Aim:
Rewrite the records from the line containing "[790, 296], one" through the end, keeping the requests and adding 145 to both coordinates of every answer point. Leave the sample pairs inside the requests unchanged.

The input:
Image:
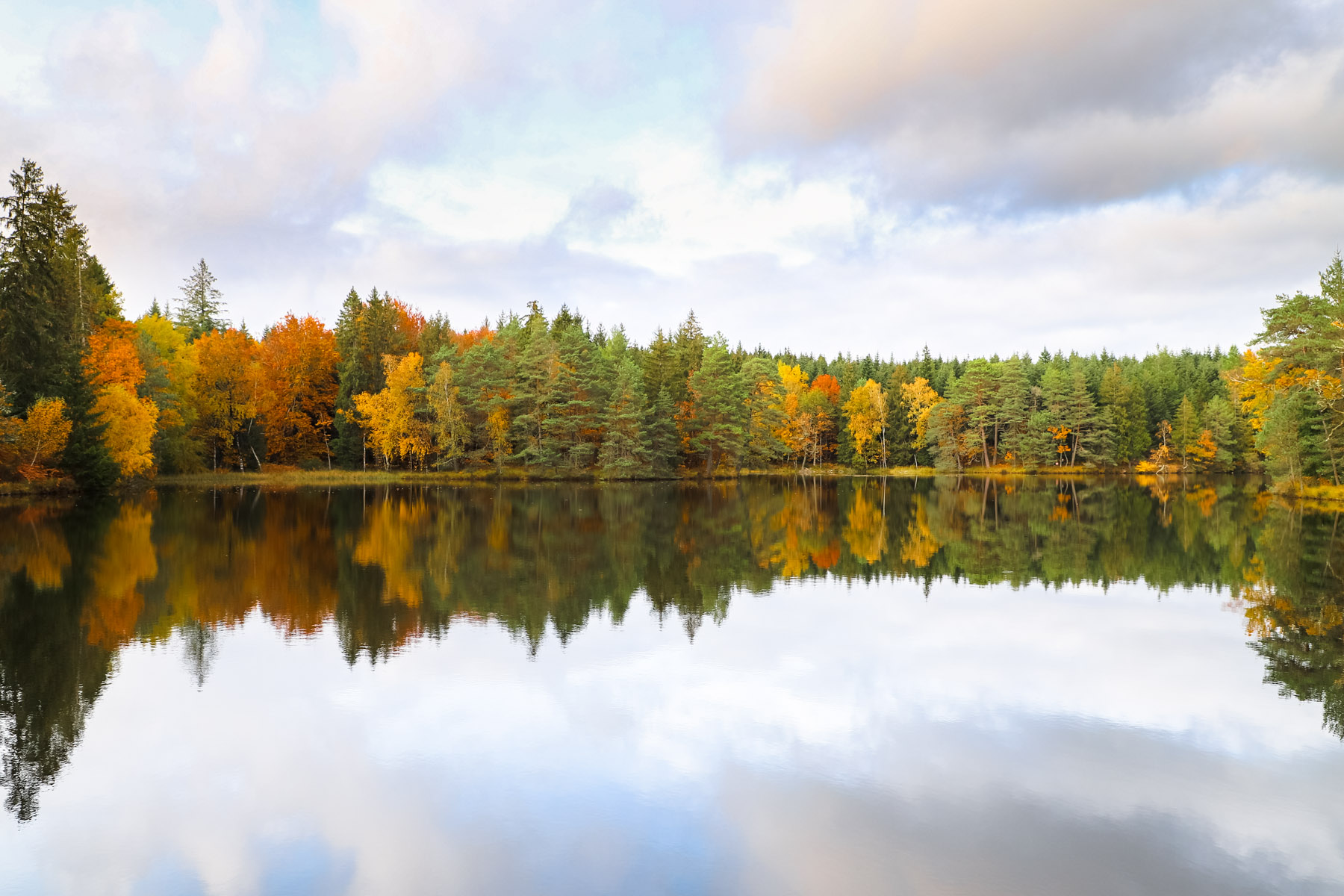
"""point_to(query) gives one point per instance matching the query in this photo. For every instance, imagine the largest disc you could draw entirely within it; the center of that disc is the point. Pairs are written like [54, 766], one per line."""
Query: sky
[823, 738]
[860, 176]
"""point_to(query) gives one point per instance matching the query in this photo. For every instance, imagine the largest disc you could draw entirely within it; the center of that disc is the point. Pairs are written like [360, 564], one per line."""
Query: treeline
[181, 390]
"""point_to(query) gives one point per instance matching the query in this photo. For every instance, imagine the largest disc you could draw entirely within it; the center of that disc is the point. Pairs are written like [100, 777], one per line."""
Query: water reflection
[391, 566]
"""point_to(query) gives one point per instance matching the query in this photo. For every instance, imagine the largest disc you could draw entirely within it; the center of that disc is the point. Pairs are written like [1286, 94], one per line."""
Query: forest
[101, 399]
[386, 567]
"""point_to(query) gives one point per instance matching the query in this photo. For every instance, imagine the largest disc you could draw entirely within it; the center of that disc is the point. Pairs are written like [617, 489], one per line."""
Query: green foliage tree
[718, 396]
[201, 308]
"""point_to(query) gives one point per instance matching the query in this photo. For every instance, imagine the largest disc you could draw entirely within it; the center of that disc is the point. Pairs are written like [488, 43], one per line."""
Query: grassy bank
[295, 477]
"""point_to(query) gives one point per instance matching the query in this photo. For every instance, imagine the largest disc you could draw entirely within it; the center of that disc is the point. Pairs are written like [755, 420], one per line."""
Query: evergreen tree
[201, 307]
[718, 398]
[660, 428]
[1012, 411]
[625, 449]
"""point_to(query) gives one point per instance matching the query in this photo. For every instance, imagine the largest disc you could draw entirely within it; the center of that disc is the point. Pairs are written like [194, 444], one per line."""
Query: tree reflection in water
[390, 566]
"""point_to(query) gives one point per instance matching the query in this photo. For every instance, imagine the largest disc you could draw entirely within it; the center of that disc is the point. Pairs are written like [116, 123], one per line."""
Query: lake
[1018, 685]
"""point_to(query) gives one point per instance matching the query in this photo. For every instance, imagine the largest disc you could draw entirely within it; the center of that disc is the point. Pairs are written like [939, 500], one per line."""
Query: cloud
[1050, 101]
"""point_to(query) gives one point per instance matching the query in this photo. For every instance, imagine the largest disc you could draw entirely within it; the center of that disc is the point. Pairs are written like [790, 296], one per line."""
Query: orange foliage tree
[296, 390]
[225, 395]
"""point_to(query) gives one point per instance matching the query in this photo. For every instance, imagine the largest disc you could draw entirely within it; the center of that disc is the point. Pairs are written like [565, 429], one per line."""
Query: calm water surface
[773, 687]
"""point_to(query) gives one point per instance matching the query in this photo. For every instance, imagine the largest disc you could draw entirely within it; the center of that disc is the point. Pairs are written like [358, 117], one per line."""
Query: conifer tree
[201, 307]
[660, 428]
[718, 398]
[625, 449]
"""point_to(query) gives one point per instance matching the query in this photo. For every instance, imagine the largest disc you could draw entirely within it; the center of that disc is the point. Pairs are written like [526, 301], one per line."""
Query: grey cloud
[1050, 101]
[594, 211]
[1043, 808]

Result of this exercise:
"""point_to(query) gives one point per instance matching the query in this photo. For every instance, imagine the largest disc you could draw entirely within it; the center of that disc is the point. Pairs are written like [790, 296], one per line."""
Query: orange foliage tree
[441, 535]
[370, 540]
"""point_to(query) gives one point per instance matching the query in this photo. For every instance, imagine the largest disc you could draw entirely within it; the center of that disc is the point. Pairs are written like [565, 429], one per line."""
Query: calm water surface
[918, 832]
"""point_to(query) gives one point per instance matching the query in this photo. For every instance, imagine the largest disc you could draw entirely within it; the center of that disc is the point. Pairs are written like [358, 117], one per line."""
Query: conifer tree
[346, 452]
[805, 573]
[863, 543]
[770, 594]
"""point_to(query) gives one point per instance matching the query in this photo. For every instance, imagine the largest disc you could draw entirely within it; the center of that disc is the point. Pairs are written like [526, 301], one per line."""
Query: grey cloud
[1195, 246]
[739, 356]
[1188, 953]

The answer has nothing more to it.